Zwar liegt die Entscheidung noch nicht in gedruckter Form vor, bereits die Pressemitteilung gibt jedoch einen guten Einblick in eine eigene Welt. In die Welt des Strafverfahrens:

Zunächst der traurige Anlass: Der damals 16-jährige Täter hatte im Juli des Jahres 2010 das damals 27-jährige Opfer im niedersächsischen Dörpen überfallen, schwer verletzt und vergewaltigt.

Im Rahmen der Ermittlungen rief die Polizei zu einem sogenannten Massengentest auf, an dem ca. 2400 Männer aus der Region teilnahmen. Während der später überführte Täter als Minderjähriger nicht die Kriterien erfüllte, nach denen die Männer für den Massengentest ausgewählt worden waren, nahmen sowohl sein Vater als auch ein Onkel an dem Test teil. Die Ermittler stellten die große Ähnlichkeit der DNA des Vaters und des Onkels einerseits und der von dem Täter sichergestellten DNA andererseits fest (sogenannter Beinahe-Treffer) und kamen zu dem Schluss, dass der Täter ein Verwandter des Vaters und des Onkels sein musste. So führte die Spur zu dem Täter, bei ihm wurde ebenfalls ein Gentest angeordnet und eine hundertprozentige Übereinstimmung festgestellt.

Daten zum Zeigen anhand von Verweisausdrücken:

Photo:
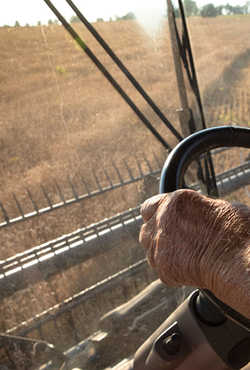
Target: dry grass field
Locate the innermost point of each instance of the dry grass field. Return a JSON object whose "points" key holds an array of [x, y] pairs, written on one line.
{"points": [[59, 117]]}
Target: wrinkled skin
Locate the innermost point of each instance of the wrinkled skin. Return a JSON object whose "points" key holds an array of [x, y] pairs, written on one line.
{"points": [[197, 241]]}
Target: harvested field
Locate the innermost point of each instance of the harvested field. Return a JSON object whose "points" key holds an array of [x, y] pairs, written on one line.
{"points": [[60, 117]]}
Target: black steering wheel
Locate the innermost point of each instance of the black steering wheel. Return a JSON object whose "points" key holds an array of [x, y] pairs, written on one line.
{"points": [[172, 178]]}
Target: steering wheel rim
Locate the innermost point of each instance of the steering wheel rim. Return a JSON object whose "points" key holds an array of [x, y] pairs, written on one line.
{"points": [[175, 167]]}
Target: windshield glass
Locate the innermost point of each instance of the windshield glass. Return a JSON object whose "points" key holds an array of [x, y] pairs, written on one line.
{"points": [[80, 152]]}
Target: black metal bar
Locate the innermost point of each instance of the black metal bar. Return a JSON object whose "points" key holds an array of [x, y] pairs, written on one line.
{"points": [[105, 72], [191, 60], [108, 178], [126, 72], [118, 173], [18, 204], [46, 195], [84, 183], [139, 166], [148, 164], [97, 181], [60, 192], [4, 213], [157, 160], [129, 171], [32, 200], [72, 187]]}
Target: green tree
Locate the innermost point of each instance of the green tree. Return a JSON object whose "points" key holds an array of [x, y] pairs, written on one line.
{"points": [[208, 10], [74, 19], [219, 9], [190, 8]]}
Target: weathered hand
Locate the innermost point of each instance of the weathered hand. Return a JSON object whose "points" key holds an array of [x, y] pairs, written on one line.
{"points": [[197, 241]]}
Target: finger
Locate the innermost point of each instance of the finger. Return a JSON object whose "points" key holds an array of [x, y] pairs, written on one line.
{"points": [[145, 236], [150, 206]]}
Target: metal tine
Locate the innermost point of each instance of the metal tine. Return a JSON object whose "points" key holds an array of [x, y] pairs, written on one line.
{"points": [[84, 183], [72, 187], [4, 213], [129, 170], [18, 204], [139, 166], [60, 192], [108, 178], [32, 200], [164, 153], [96, 180], [146, 160], [46, 195], [157, 160], [118, 173]]}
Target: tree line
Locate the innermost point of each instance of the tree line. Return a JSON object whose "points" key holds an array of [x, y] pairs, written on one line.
{"points": [[190, 6], [209, 10]]}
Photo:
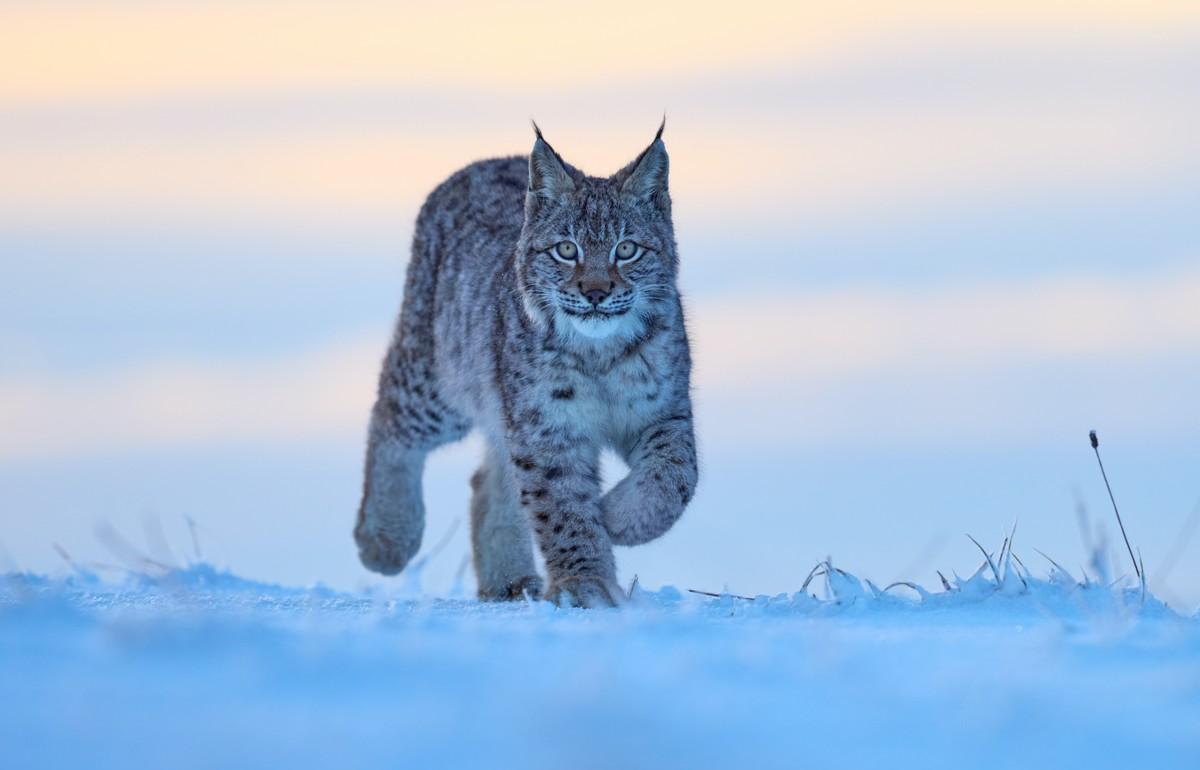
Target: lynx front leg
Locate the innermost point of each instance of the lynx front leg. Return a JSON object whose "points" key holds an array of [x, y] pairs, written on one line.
{"points": [[559, 487], [391, 517], [660, 482], [499, 534]]}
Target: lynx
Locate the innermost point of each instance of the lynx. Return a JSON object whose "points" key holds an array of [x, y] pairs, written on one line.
{"points": [[540, 308]]}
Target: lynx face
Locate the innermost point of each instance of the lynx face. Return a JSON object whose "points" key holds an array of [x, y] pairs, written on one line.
{"points": [[597, 256]]}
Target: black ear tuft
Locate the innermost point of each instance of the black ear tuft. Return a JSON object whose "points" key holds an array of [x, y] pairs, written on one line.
{"points": [[647, 176], [547, 173]]}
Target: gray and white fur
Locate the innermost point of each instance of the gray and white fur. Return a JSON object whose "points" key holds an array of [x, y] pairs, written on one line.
{"points": [[541, 308]]}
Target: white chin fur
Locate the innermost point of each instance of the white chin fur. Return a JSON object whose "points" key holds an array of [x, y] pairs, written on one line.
{"points": [[599, 328]]}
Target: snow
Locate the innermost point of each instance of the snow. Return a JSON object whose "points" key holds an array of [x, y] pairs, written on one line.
{"points": [[195, 667]]}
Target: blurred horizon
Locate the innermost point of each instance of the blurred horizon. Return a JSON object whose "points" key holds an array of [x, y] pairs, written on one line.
{"points": [[925, 248]]}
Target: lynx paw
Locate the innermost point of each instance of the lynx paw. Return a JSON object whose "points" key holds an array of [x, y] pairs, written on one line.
{"points": [[381, 553], [515, 590], [585, 591]]}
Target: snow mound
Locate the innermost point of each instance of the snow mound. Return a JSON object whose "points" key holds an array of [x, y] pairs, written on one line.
{"points": [[198, 668]]}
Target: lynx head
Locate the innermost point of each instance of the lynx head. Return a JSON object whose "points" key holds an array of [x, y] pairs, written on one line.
{"points": [[597, 256]]}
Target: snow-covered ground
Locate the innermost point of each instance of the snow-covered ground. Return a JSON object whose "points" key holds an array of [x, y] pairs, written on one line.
{"points": [[199, 668]]}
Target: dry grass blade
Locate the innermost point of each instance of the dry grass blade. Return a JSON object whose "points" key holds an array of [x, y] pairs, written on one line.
{"points": [[816, 571], [745, 599], [988, 557]]}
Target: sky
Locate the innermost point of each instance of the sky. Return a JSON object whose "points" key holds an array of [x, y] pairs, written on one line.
{"points": [[925, 247]]}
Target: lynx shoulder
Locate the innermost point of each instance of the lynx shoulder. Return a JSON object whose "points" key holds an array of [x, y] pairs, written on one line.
{"points": [[541, 310]]}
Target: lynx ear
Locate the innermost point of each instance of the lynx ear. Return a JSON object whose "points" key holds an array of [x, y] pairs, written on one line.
{"points": [[647, 176], [547, 174]]}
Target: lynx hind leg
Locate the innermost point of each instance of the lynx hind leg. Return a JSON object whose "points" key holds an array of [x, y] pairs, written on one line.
{"points": [[499, 536]]}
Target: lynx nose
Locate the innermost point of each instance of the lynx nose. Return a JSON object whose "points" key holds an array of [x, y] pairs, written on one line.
{"points": [[595, 293]]}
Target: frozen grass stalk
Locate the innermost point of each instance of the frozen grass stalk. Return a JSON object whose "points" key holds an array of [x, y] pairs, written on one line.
{"points": [[1096, 447]]}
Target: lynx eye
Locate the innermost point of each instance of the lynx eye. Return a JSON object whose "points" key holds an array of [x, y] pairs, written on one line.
{"points": [[565, 251], [628, 251]]}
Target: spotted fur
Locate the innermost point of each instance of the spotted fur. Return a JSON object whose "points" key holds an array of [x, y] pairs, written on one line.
{"points": [[552, 360]]}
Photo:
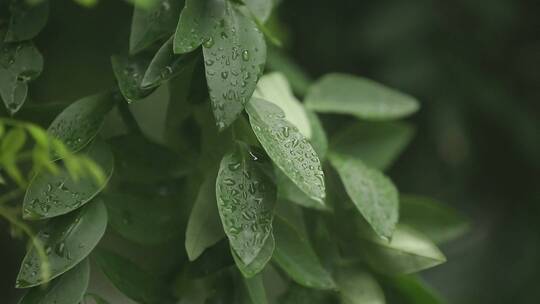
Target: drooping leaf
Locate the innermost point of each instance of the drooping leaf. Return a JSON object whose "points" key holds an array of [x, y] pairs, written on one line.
{"points": [[274, 87], [204, 227], [437, 221], [296, 257], [50, 195], [373, 194], [150, 25], [27, 20], [287, 147], [234, 59], [377, 144], [361, 97], [67, 241], [66, 289], [130, 279], [78, 124], [246, 198]]}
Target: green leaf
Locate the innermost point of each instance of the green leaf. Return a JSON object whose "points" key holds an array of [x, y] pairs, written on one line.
{"points": [[258, 264], [246, 198], [67, 289], [373, 194], [274, 87], [78, 124], [27, 20], [296, 257], [150, 25], [144, 220], [357, 286], [409, 251], [198, 22], [67, 241], [204, 227], [129, 73], [437, 221], [377, 144], [287, 147], [50, 195], [131, 280], [234, 59], [361, 97], [166, 65]]}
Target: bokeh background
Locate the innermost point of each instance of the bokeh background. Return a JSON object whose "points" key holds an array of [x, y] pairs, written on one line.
{"points": [[473, 64]]}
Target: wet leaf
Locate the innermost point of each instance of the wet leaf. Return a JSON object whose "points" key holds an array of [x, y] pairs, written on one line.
{"points": [[67, 289], [361, 97], [373, 194], [287, 147], [50, 195], [67, 241], [246, 198]]}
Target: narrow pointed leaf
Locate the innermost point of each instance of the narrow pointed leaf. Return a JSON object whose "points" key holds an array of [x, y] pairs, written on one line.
{"points": [[67, 289], [67, 241], [361, 97], [296, 257], [287, 147], [50, 195], [373, 194], [246, 198]]}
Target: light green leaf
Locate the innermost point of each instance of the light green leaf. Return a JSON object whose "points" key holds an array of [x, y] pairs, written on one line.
{"points": [[373, 194], [27, 20], [131, 280], [67, 289], [246, 198], [409, 251], [296, 257], [287, 147], [377, 144], [67, 241], [150, 25], [357, 286], [234, 59], [78, 124], [361, 97], [50, 195], [274, 87], [437, 221], [204, 227], [198, 22]]}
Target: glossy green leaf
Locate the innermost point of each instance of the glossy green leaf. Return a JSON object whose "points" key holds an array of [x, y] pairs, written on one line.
{"points": [[27, 20], [409, 251], [377, 144], [234, 59], [357, 286], [274, 87], [67, 241], [296, 257], [130, 279], [361, 97], [78, 124], [198, 22], [50, 195], [67, 289], [437, 221], [373, 194], [204, 227], [258, 264], [150, 25], [129, 73], [287, 147], [246, 198], [144, 220]]}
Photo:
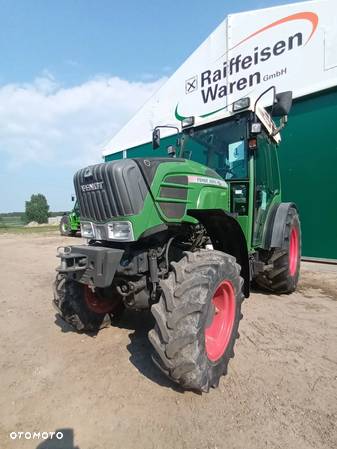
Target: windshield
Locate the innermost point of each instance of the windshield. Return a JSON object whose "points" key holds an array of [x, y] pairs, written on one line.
{"points": [[220, 147]]}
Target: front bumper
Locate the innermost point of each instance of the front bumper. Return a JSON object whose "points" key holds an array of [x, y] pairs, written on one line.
{"points": [[91, 265]]}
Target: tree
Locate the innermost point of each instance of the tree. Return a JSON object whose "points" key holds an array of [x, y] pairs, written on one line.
{"points": [[37, 209]]}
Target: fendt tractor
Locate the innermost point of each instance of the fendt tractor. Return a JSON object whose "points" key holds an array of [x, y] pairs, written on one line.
{"points": [[185, 236], [70, 223]]}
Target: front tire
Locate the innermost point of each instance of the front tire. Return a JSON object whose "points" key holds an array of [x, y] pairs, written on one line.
{"points": [[197, 319], [83, 309]]}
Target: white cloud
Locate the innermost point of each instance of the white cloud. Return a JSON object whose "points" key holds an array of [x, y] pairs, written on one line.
{"points": [[43, 122]]}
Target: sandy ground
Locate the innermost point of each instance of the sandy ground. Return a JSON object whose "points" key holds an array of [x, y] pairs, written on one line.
{"points": [[281, 391]]}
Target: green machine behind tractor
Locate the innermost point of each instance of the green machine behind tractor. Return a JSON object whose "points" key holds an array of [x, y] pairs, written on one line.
{"points": [[185, 236]]}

Aufgabenstellung:
Prüfe für jede der drei Aussagen, ob sie mit dem Auszug über den Massengentest übereinstimmt, und antworte jeweils mit Ja oder Nein samt den entscheidenden Worten als wörtlichem Zitat.
1. Der Täter war zur Tatzeit 16 Jahre alt.
2. Der Täter nahm selbst am Massengentest teil.
3. Am Massengentest beteiligten sich etwa 2400 Männer.
Stütze dich ausschließlich auf den Auszug.

Lösung:
1. Ja: „Der damals 16-jährige Täter“
2. Nein: „Während der später überführte Täter als Minderjähriger nicht die Kriterien erfüllte, nach denen die Männer für den Massengentest ausgewählt worden waren“
3. Ja: „an dem ca. 2400 Männer aus der Region teilnahmen“